TEXT PROVIDED:
University of Gothenburg

CFF Conference June 1-2, 2015

CFF conference June 1-2, 2015. The theme for this conference was financial intermediation and dealt with bank stability, macro- and microprudential regulation, Basel III and capital requirements.

Anjan Thakor, Olin School of Business, Washington University in St. Louis; "Financial Markets: A Diverse System Is the Key to Commerce"

Deborah Lucas and Sung Kwan Lee; "Toward Comprehensive Measures of the Costs and Risks of Development Banks: The Case of the KDB"

Joao A.C. Santos, Federal Reserve Bank of New York and Nova School of Business and Economics; "Banks' Incentives and the Quality of Internal Risk Models"

Giorgia Piacentino, Washington University in St Louis; "Bank Capital, Bank Credit, and Unemployment"

Piero Gottardi, European University Institute and University of Venice; "Capital Structure, Investment, and Fire Sales"

Nittai K. Bergman, MIT; "Financial Accelerator at Work: Evidence from Corn Fields"

Paolo Fulghieri, University of North Carolina; "Uncertainty Aversion and Systemic Risk"

According to Deborah Lucas government financial institutions lack transparency and are not valuing risks carefully enough. As they play a major role in society they should at least be scrutinized in the same way as private financial institutions. Deborah Lucas is professor of finance at MIT Sloan School of Management and director of MIT Center for Finance and Policy, and was one of the participants at the conference Bank Stability and Regulation organized by CFF on June 1-2, 2015.

What is your research about?
My research focusses on government financial policies. I am looking at the various ways governments intervene in capital markets to try to better understand the economic implications of those interventions. At MIT I am running a new centre called The Center for Finance and Policy which sponsors research and educational initiatives on government financial institutions, financial market regulations and systemic risk.

What do you see as the largest challenges to the financial system?
I feel that overall the financial system functions well although there are areas that could be improved upon. One of the biggest challenges for regulators is to strike a balance between adequate and excessive regulation. For government financial institutions, my main area of interest, one of the biggest and often overlooked problems is that compared to their private counterparts they lack transparency. When governments themselves run financial institutions there is no independent watchdog ensuring that they offer good products or make efficient investment decisions. And those institutions can be a source of systemic risk. For instance, the policies of Fannie Mae and Freddie Mac, the largest providers of mortgage capital in the U.S. and basically government institutions, arguably contributed to the financial crisis. While there can be a legitimate role for government financial institutions, because they play such a major role they should receive the same kind of scrutiny as private institutions.

ENTRIES SHOWN:
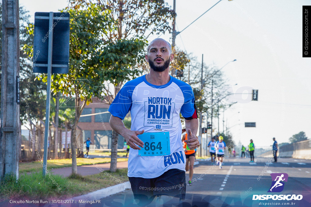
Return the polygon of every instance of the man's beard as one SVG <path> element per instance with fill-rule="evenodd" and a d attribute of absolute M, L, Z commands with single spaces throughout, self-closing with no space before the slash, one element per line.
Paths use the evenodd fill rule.
<path fill-rule="evenodd" d="M 165 69 L 169 65 L 169 59 L 168 59 L 167 61 L 164 62 L 164 64 L 162 66 L 157 66 L 150 59 L 148 60 L 148 62 L 149 63 L 149 65 L 150 66 L 150 68 L 151 68 L 154 71 L 157 72 L 162 72 L 165 70 Z"/>

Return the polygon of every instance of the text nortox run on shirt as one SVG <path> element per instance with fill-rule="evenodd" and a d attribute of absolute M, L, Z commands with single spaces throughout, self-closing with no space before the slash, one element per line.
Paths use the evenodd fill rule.
<path fill-rule="evenodd" d="M 148 97 L 148 118 L 169 119 L 171 101 L 171 98 Z"/>

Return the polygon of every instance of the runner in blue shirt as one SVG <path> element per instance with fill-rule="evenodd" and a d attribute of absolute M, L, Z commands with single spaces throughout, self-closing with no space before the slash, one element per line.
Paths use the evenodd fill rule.
<path fill-rule="evenodd" d="M 208 143 L 207 146 L 210 148 L 210 154 L 211 154 L 211 161 L 212 164 L 216 161 L 216 151 L 215 150 L 215 145 L 216 142 L 215 142 L 215 138 L 213 137 L 212 138 L 212 140 Z"/>
<path fill-rule="evenodd" d="M 90 140 L 90 137 L 87 137 L 87 140 L 84 141 L 84 143 L 86 144 L 86 153 L 85 154 L 86 155 L 87 155 L 87 158 L 89 158 L 89 151 L 90 151 L 90 145 L 93 144 L 93 143 L 92 143 L 92 142 Z"/>
<path fill-rule="evenodd" d="M 274 137 L 273 137 L 273 141 L 274 142 L 272 146 L 272 152 L 274 158 L 274 162 L 277 162 L 277 155 L 276 155 L 277 153 L 277 142 L 275 141 L 275 138 Z"/>
<path fill-rule="evenodd" d="M 147 53 L 150 73 L 126 83 L 108 110 L 111 128 L 131 147 L 128 176 L 134 198 L 144 206 L 156 196 L 160 196 L 159 201 L 177 199 L 177 202 L 185 197 L 186 157 L 180 141 L 180 113 L 185 118 L 188 148 L 194 150 L 198 143 L 192 89 L 169 75 L 169 63 L 174 57 L 170 44 L 156 39 L 148 46 Z M 129 112 L 130 130 L 122 121 Z"/>

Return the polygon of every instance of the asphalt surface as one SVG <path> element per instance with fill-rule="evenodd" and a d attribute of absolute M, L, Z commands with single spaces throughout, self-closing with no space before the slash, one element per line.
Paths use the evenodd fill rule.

ACTIONS TO TAKE:
**A)** Update the conference page between "Paolo Fulghieri, University" and "on June 1-2, 2015.", inclusive, replacing "private financial institutions" with "commercial financial institutions".
**B)** Answer these questions using the conference page:
(i) What was the theme of the conference?
(ii) With which institution is Nittai K. Bergman affiliated?
(iii) Which institutions does Deborah Lucas name as the largest providers of mortgage capital in the U.S.?
**C)** Continue the conference page from the point where it stops.
The listing comes from a separate source.

SOLVED PROBLEMS:
**A)**
Paolo Fulghieri, University of North Carolina; "Uncertainty Aversion and Systemic Risk"

According to Deborah Lucas government financial institutions lack transparency and are not valuing risks carefully enough. As they play a major role in society they should at least be scrutinized in the same way as commercial financial institutions. Deborah Lucas is professor of finance at MIT Sloan School of Management and director of MIT Center for Finance and Policy, and was one of the participants at the conference Bank Stability and Regulation organized by CFF on June 1-2, 2015.

**B)**
(i) Financial intermediation, covering bank stability, macro- and microprudential regulation, Basel III and capital requirements.
(ii) MIT.
(iii) Fannie Mae and Freddie Mac.

**C)**
Didn’t they learn that after the financial crisis?
Fannie and Freddie were rescued and taken over entirely by the government, and are now playing a bigger role than ever. But there hasn’t been much change since then and the government still exempts itself from new regulations designed to reduce the likelihood of future crises.

Does the centre give any policy advice on this matter?
We do not make recommendations, but we do provide policy analysis. Although it can be a fine line, our goal is to provide objective information that help policy makers themselves make better decisions.

How much do they listen?
Many policymakers are looking for good ideas and they listen to some extent. Objective information informs the policy debate, and making it available leads to better outcomes at least on average. Another centre initiative to encourage better policy decisions is an educational initiative for policy makers. Many government officials have gone to law school or a public policy school but lack the kind of financial education offered at business schools. We are developing curricular materials so that finance can be taught in a way that is relevant to future policymakers, and also creating some executive programmes to help people who are already working as financial professionals in the government.

What is your conference talk about?
I am going to talk about development banks, a type of government financial institution. They are important because they are responsible for funding a large share of investments in infrastructure all over the world. Infrastructure banks provide project financing on terms that are better than what would be offered by private financial institutions. Implicit in those favourable terms are subsidies, and development banks take uncompensated risks on behalf of society. The paper I am presenting is developing a model helpful in estimating the full value of these subsidies and the associated risks. Development banks themselves do a poor job of estimating costs. By systematically underestimating cost, they create incentives for overinvestment.

What do you think about this conference?
It’s fantastic that there is a centre on financial intermediation here in Gothenburg. This is obviously an issue that is more important than ever. With the financial crisis we saw that when financial institutions don’t work the whole economy doesn’t work. Presently in Europe there is still a great deal of uncertainty about the stability of banks and the financial system, so it is important to have researchers doing work that can shed some light on these issues. The conference is a good way to meet people from all parts of the world who are doing really interesting research on important topics.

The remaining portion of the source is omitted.